Coordinate annotation records:
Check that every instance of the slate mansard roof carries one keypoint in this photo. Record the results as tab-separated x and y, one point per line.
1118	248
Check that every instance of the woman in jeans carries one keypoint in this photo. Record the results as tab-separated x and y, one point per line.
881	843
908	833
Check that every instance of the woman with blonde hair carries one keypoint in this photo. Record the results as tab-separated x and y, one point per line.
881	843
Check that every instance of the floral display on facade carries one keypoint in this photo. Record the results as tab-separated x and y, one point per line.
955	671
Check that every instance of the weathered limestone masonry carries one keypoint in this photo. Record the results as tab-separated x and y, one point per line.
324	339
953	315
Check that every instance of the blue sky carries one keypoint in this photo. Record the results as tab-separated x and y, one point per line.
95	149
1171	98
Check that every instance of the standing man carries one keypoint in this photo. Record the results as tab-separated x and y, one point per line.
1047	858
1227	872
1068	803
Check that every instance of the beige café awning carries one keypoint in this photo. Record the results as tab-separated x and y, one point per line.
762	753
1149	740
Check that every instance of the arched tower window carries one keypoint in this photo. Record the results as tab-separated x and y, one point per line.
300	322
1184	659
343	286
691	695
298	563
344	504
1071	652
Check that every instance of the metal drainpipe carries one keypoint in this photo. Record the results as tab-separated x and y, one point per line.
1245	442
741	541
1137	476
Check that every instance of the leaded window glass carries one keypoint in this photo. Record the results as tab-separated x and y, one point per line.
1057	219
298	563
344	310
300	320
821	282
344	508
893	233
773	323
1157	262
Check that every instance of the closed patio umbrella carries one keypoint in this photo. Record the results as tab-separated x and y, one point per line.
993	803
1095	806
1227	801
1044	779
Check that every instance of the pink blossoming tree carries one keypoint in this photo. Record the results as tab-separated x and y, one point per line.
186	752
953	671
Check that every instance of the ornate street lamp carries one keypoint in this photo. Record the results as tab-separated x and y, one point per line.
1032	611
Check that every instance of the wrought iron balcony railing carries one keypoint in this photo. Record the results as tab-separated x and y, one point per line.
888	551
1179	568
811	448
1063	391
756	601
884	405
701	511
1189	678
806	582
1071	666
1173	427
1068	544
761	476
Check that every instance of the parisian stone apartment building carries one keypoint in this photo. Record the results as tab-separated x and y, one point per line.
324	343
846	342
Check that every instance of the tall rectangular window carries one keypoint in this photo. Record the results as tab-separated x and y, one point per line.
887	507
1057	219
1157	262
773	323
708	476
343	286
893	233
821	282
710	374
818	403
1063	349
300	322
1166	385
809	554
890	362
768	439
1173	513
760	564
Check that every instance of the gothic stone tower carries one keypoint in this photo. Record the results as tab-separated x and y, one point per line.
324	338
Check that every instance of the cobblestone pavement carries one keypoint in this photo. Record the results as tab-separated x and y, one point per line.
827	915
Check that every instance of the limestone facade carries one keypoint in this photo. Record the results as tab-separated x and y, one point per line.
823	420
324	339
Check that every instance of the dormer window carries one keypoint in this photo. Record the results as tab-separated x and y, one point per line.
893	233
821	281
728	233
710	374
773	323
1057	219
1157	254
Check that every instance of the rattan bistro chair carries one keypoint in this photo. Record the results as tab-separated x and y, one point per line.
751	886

## Given problem
Without changing a word, restate the whole listing.

## Written response
Check that every instance of the slate mansard roof carries one keypoint in this photo. Record the results as tab-separated x and y, one point per line.
1118	248
Check that every instance of the woman in jeans carries one keypoint in this photo. Record the results as tab-separated x and y, one point per line.
881	843
908	833
Check that every instance of the woman with blonde hair carries one keypoint in this photo. Record the results as tab-separated x and y, one point per line.
881	843
Check that every instance of the floral display on facade carries one keypoint in this photo. Record the results as tab-separated x and y, one point per line.
955	671
Check that every instance of the weathered limestone masonry carries one keypoint in this photo. Record the results as tab-separated x and y, one point per line.
324	339
953	315
Check that every instance of the blue sky carries one keypoint in this photo. Record the results as tab-separated x and y, one point per line.
95	149
1171	98
Check that every instance of the standing man carries one keypoint in this photo. Record the results as tab-separated x and y, one point per line.
1047	858
1227	872
1068	803
Check that every instance of the beige café awning carries one keypoint in this photo. Record the results as tab-separated x and y, one point per line.
762	753
1149	740
Check that every instance of the arched tower window carries one keypoint in this photo. Record the results as tab-separated x and y, one point per line.
300	322
1184	659
343	286
691	695
298	563
344	504
1071	652
Check that every instance of the metal drainpipe carries one keypoint in this photo. Record the results as tab-separated x and y, one point per line.
1245	442
741	541
1137	476
Check that every instance of the leaded window glass carries one keypoint in this photo. Record the results as tab-separated x and y, one point per line.
1057	219
298	563
344	310
300	320
821	282
344	508
893	233
773	323
1157	262
Check that every instance of the closed patio umbrella carries one keypoint in this photo. Record the results as tab-separated x and y, one point per line.
993	803
1095	806
1227	801
1044	779
Check that every instance of the pink blossoming tree carries one keypoint in this photo. Record the results as tab-separated x and y, one point per line.
186	752
953	671
Check that every instance of the ornate street lamp carries one keypoint in this photo. Record the results as tab-separated x and y, one point per line.
1032	611
Check that every instance of the wrought iron balcony railing carries one keypoint in this photo. Record the results as tab-separated x and y, one point per line.
888	551
1179	568
811	448
1063	391
756	601
884	405
701	511
1189	678
806	582
1071	666
1173	427
1068	544
761	476
Check that every instance of the parisian stone apartment building carries one keypoint in this photo. Record the results as tab-separated x and y, one point per line.
324	343
846	342
Check that every instance of the tall rectangular window carries one keypoint in this photo. Record the results as tab-separated x and y, one point per line.
887	507
1057	219
1157	262
773	323
708	476
343	286
893	233
821	282
710	374
818	403
1063	349
300	322
1166	385
809	554
890	362
768	439
1173	513
760	564
Check that every instance of the gothic stone tower carries one keypoint in this photo. Record the results as tab-separated x and y, one point per line.
324	338
Check that every instance of the cobblestone pavement carries one keypoint in this photo. Record the results as tab-separated x and y, one point per line.
827	915
Check that every instance of the limestone facade carries one keypoint in this photo. Record the results as tab-separated x and y, one point per line.
823	420
324	339
Check that every instance of the dormer window carries one keypoint in this photo. Record the results as tab-separated x and y, one point per line.
893	233
821	281
728	233
710	374
773	323
1057	219
1157	254
Check that every instance of the rattan bistro chair carries one keypoint in this photo. Record the results as tab-separated x and y, one point per line.
751	886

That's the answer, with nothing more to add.